**Input records:**
* * *
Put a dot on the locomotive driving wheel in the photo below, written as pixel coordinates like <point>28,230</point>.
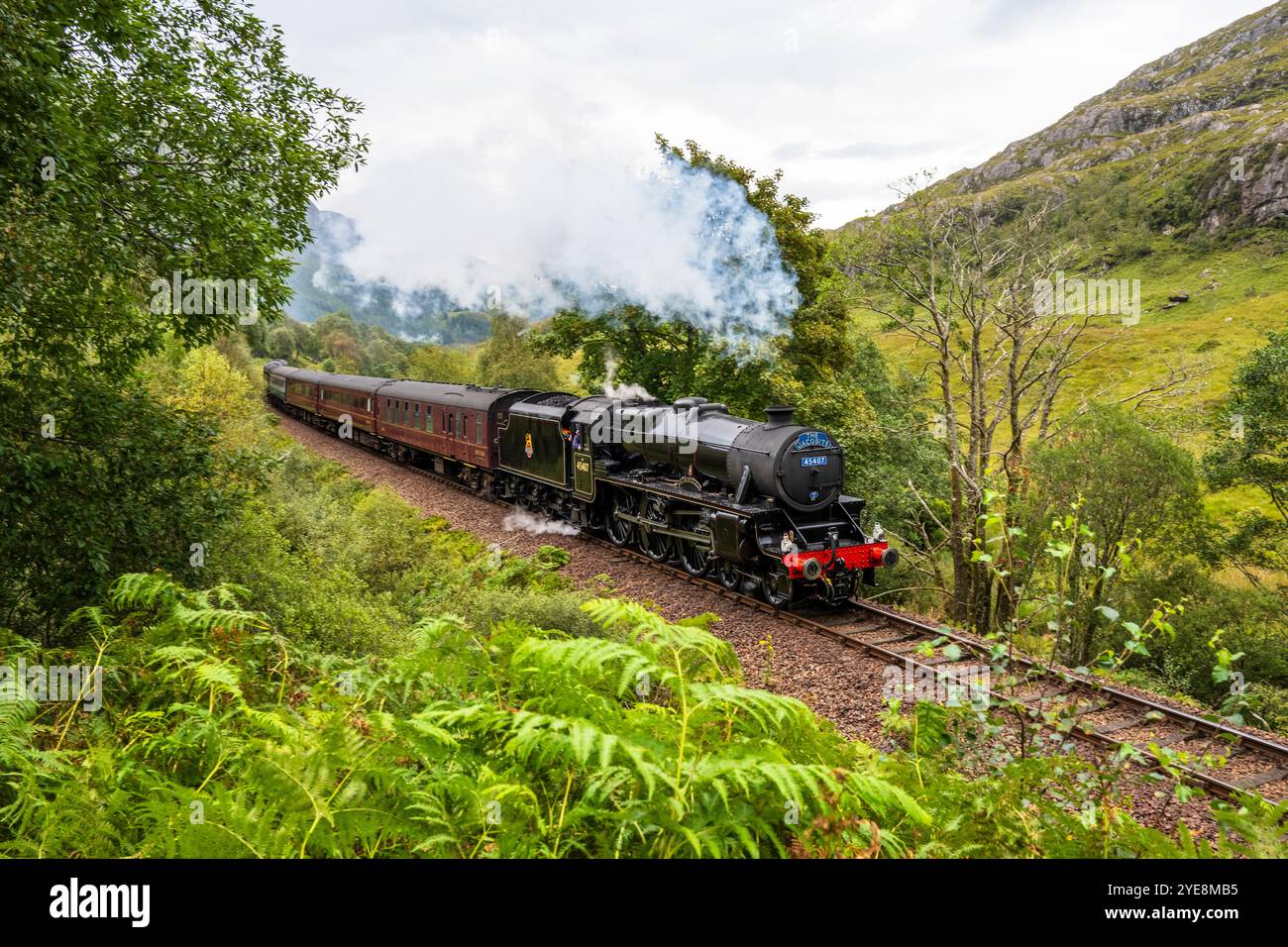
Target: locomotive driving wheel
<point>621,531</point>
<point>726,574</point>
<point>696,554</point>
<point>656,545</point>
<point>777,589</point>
* * *
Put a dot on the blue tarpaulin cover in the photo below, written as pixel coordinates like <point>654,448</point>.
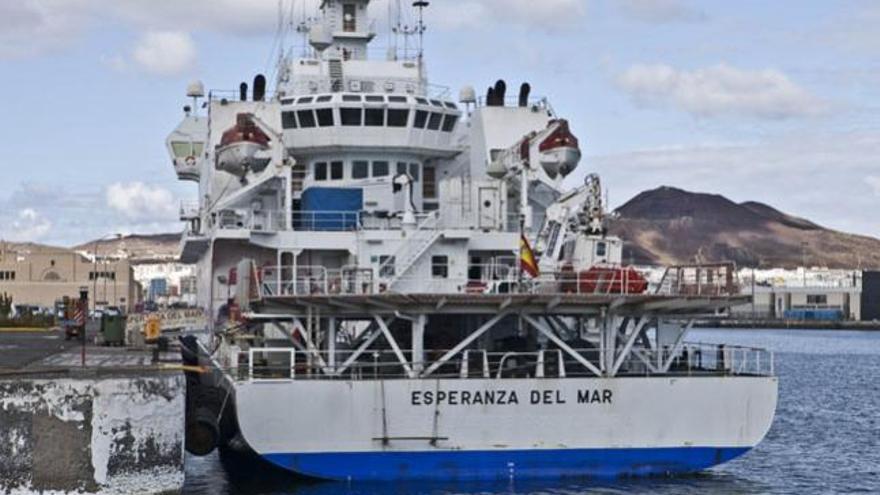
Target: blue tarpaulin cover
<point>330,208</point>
* * *
**What the exercise asks:** Copy each line of the listing above that contains the word "below".

**Solved problem:**
Put a dot on the locomotive driving wheel in the photo below, written as pixel coordinates like <point>28,230</point>.
Put a dot on the blue tarpaulin cover in the photo below, written as pixel coordinates like <point>654,448</point>.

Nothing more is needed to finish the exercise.